Bahan Latihan Ini →
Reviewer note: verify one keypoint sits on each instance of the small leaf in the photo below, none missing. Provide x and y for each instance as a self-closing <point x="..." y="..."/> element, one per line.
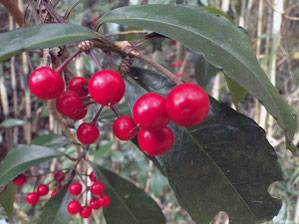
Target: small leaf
<point x="42" y="36"/>
<point x="55" y="210"/>
<point x="224" y="45"/>
<point x="21" y="158"/>
<point x="129" y="204"/>
<point x="10" y="123"/>
<point x="7" y="198"/>
<point x="224" y="164"/>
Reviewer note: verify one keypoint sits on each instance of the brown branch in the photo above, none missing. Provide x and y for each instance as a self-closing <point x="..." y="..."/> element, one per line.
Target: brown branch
<point x="14" y="11"/>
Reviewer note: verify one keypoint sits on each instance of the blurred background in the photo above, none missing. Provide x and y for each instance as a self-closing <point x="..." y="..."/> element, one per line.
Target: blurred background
<point x="273" y="28"/>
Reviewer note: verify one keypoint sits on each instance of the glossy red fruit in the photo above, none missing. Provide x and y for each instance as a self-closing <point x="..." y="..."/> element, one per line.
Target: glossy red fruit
<point x="42" y="189"/>
<point x="106" y="87"/>
<point x="104" y="200"/>
<point x="69" y="103"/>
<point x="87" y="133"/>
<point x="85" y="212"/>
<point x="73" y="207"/>
<point x="80" y="115"/>
<point x="124" y="128"/>
<point x="97" y="188"/>
<point x="79" y="85"/>
<point x="149" y="111"/>
<point x="32" y="198"/>
<point x="75" y="188"/>
<point x="187" y="104"/>
<point x="54" y="192"/>
<point x="155" y="143"/>
<point x="59" y="176"/>
<point x="94" y="203"/>
<point x="92" y="176"/>
<point x="19" y="180"/>
<point x="45" y="83"/>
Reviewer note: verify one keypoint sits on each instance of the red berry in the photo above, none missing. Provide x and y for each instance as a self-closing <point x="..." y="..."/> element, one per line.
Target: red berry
<point x="75" y="188"/>
<point x="93" y="177"/>
<point x="85" y="212"/>
<point x="149" y="111"/>
<point x="187" y="104"/>
<point x="19" y="180"/>
<point x="73" y="207"/>
<point x="104" y="200"/>
<point x="32" y="198"/>
<point x="155" y="143"/>
<point x="97" y="188"/>
<point x="59" y="176"/>
<point x="94" y="203"/>
<point x="69" y="103"/>
<point x="45" y="83"/>
<point x="42" y="189"/>
<point x="54" y="192"/>
<point x="106" y="87"/>
<point x="87" y="133"/>
<point x="79" y="85"/>
<point x="124" y="128"/>
<point x="80" y="114"/>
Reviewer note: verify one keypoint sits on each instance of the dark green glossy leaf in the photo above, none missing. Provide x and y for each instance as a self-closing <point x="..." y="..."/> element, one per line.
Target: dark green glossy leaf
<point x="21" y="158"/>
<point x="50" y="140"/>
<point x="224" y="45"/>
<point x="7" y="198"/>
<point x="42" y="36"/>
<point x="55" y="210"/>
<point x="129" y="204"/>
<point x="224" y="164"/>
<point x="10" y="123"/>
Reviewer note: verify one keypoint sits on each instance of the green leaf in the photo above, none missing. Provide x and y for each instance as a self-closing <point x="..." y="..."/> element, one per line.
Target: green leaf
<point x="21" y="158"/>
<point x="42" y="36"/>
<point x="7" y="198"/>
<point x="11" y="122"/>
<point x="129" y="204"/>
<point x="224" y="164"/>
<point x="50" y="140"/>
<point x="55" y="210"/>
<point x="224" y="45"/>
<point x="236" y="91"/>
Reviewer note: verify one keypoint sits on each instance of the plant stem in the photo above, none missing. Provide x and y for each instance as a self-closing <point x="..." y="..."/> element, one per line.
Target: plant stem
<point x="67" y="61"/>
<point x="95" y="59"/>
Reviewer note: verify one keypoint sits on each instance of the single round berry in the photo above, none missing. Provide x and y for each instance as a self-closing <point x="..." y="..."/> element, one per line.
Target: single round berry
<point x="59" y="176"/>
<point x="73" y="207"/>
<point x="187" y="104"/>
<point x="149" y="111"/>
<point x="75" y="188"/>
<point x="125" y="128"/>
<point x="85" y="212"/>
<point x="69" y="103"/>
<point x="19" y="180"/>
<point x="87" y="133"/>
<point x="42" y="189"/>
<point x="32" y="198"/>
<point x="93" y="177"/>
<point x="97" y="188"/>
<point x="106" y="87"/>
<point x="155" y="143"/>
<point x="45" y="83"/>
<point x="54" y="192"/>
<point x="104" y="200"/>
<point x="80" y="115"/>
<point x="94" y="203"/>
<point x="79" y="85"/>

Soal Tertulis → Tulis ulang semua baris mulai dari baris yang memuat "of the plant" sampai akhir catatan, termasuk permintaannya, dan geser setiap koordinat x dan y pada jawaban sebesar 79. Teks permintaan dibiarkan apa adanya.

Penyelesaian Lengkap →
Reviewer note: verify one keypoint sits on each instance of the plant stem in the photo above, none missing. Provide x and y for each instance as a self-closing <point x="..." y="..."/> element, one per line.
Target: plant stem
<point x="146" y="140"/>
<point x="174" y="138"/>
Reviewer note: verify one keypoint sits on each instance of the single round berry in the photo above, none missing. Provide x and y for each instance as a self-closing <point x="..." y="..."/> element, one per line.
Target: single round berry
<point x="138" y="255"/>
<point x="152" y="286"/>
<point x="266" y="183"/>
<point x="228" y="190"/>
<point x="154" y="267"/>
<point x="204" y="207"/>
<point x="164" y="291"/>
<point x="148" y="182"/>
<point x="98" y="259"/>
<point x="166" y="212"/>
<point x="121" y="268"/>
<point x="111" y="277"/>
<point x="172" y="256"/>
<point x="176" y="267"/>
<point x="185" y="166"/>
<point x="234" y="222"/>
<point x="124" y="162"/>
<point x="133" y="271"/>
<point x="183" y="279"/>
<point x="159" y="194"/>
<point x="173" y="282"/>
<point x="158" y="164"/>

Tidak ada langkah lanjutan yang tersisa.